SOURCE EXCERPT ::
────────────────

New conceptsThe present study introduces a machine learning-driven framework for modelling the complex structure and dynamics of the solid electrolyte interphase (SEI) in lithium-ion batteries. By leveraging moment tensor potentials (MTPs) trained on density functional theory (DFT) data, the approach enables accurate and scalable molecular dynamics simulations. A key innovation lies in the integration of active learning loops and amorphous configurations, which iteratively refine the training set to capture a broader range of atomic environments efficiently. The workflow also demonstrates the transferability of generated datasets to graph neural network (GNN)-based force fields, offering a pathway to further improve predictive accuracy for SEI materials. |
In battery materials research, molecular dynamics (MD) modelling has become a crucial tool for developing next-generation battery technologies.7,8Ab initio molecular dynamics (AIMD) based on density functional theory (DFT) has been widely used to model battery materials at the atomic scale, typically involving a few hundred atoms and picosecond time scales.9 However, AIMD struggles to model the SEI realistically due to its high computational cost and limited simulation scale.10 Empirically fitted force fields provide a complementary approach that can enable large-scale MD simulations by using analytic formulas to describe the interatomic interactions.11–14 These models significantly reduce the computational cost as compared with DFT. However, the development of traditional force fields, which requires reparameterization of data points (experimental and/or quantum chemical data) with significant human involvement, is a tedious process for complex chemistries (particularly those involving bond breaking and formation), leading to a low transferability.

────────────────

SUPPLIED DATA ::
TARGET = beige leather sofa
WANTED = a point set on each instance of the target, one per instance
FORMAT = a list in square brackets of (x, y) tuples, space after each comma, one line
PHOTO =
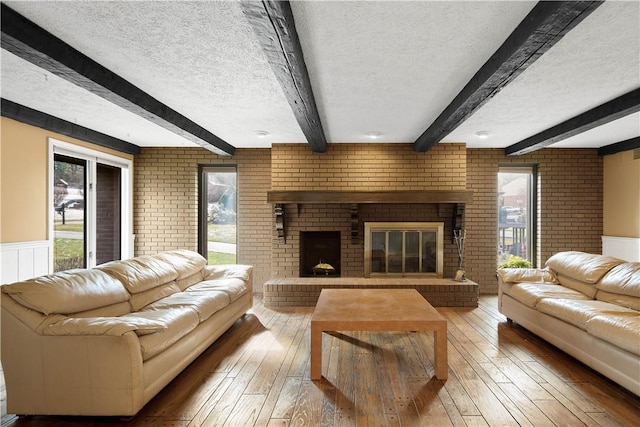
[(587, 305), (104, 341)]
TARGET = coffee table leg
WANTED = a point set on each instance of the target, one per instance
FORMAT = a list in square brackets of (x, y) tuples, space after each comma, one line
[(442, 363), (316, 352)]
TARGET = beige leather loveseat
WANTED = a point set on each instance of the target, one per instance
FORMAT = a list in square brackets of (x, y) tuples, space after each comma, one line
[(587, 305), (104, 341)]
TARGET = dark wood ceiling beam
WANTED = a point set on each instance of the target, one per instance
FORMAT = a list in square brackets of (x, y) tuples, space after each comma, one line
[(544, 26), (18, 112), (273, 24), (629, 144), (32, 43), (613, 110)]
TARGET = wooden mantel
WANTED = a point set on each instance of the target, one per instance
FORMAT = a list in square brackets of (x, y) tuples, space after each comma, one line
[(355, 197)]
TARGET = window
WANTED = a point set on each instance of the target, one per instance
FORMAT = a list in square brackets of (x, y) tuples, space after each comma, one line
[(403, 248), (91, 216), (217, 213), (516, 213)]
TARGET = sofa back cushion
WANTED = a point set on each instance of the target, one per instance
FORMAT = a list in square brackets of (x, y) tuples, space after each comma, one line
[(141, 273), (531, 275), (621, 285), (68, 292), (188, 264), (581, 266), (148, 278)]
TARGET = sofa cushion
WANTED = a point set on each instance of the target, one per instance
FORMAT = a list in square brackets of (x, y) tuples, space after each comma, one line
[(586, 288), (177, 322), (188, 264), (578, 312), (620, 330), (235, 288), (531, 275), (141, 273), (622, 300), (114, 326), (68, 291), (227, 271), (113, 310), (205, 304), (585, 267), (530, 293), (184, 283), (624, 280)]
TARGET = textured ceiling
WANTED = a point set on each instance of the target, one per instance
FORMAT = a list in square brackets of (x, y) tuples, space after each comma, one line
[(389, 67)]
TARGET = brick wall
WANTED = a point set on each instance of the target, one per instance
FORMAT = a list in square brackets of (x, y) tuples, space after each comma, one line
[(365, 167), (569, 206), (368, 167), (316, 217), (166, 202)]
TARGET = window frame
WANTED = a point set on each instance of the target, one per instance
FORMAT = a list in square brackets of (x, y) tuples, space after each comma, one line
[(203, 206), (533, 197), (92, 158)]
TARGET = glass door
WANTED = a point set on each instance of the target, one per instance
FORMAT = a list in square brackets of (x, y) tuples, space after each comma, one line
[(218, 214), (516, 189), (70, 218)]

────────────────

DIRECTIONS ::
• A. Duplicate the records starting at the line containing "TARGET = brick wall" and ending at the line containing "[(203, 206), (533, 197), (92, 158)]", including both of those lines.
• B. Continue the text on machine learning force fields for the solid electrolyte interphase, picking up after its final sentence.
The records bear no relation to the text on modelling the solid electrolyte interphase.

PER-TASK ANSWERS ::
• A.
TARGET = brick wall
WANTED = a point set on each instance of the target, one per instance
FORMAT = a list in square brackets of (x, y) tuples, space after each comma, one line
[(365, 167), (569, 206), (368, 167), (316, 217), (166, 202)]
TARGET = window frame
WANTED = a point set on each instance of the target, one per instance
FORMAT = a list in square brackets of (x, y) tuples, space after each comma, one line
[(203, 206), (533, 197), (92, 158)]

• B.
Machine learning-based force fields (MLFFs) are transforming the way we model complex material systems, offering an efficient yet highly accurate alternative to traditional interatomic potentials.15–17 Recent progress in MLFF models for solid electrolyte materials in lithium-ion batteries has demonstrated their utility in probing structural stability, dopant effects, diffusivity, and activation energies across a wide range of chemistries.18,19 By learning energy landscapes directly from first-principles calculations, MLFFs can bridge the gap between computational efficiency and quantum-level precision, making them particularly well-suited for studying intricate environments. Unlike classical force fields, which rely on predefined functional forms, MLFFs use flexible, data-driven models to capture a broad spectrum of atomic interactions. This adaptability is crucial for SEI materials, where transport properties depend on subtle variations in the chemical composition, structural disorder, and interfacial effects. Despite their promise, applying MLFFs to SEI systems remains an open challenge. One of the primary hurdles is the need for extensive, high-quality training datasets that comprehensively represent the diverse atomic configurations found in SEI materials. The SEI consists of a combination of organic and inorganic phases, often exhibiting both crystalline and amorphous regions, as well as dynamically evolving interfacial structures. A robust MLFF must accurately describe interactions among key elements such as Li, O, C, H, and F, while also capturing the complex behavior of molecular species like CO32− and EDC2− anions.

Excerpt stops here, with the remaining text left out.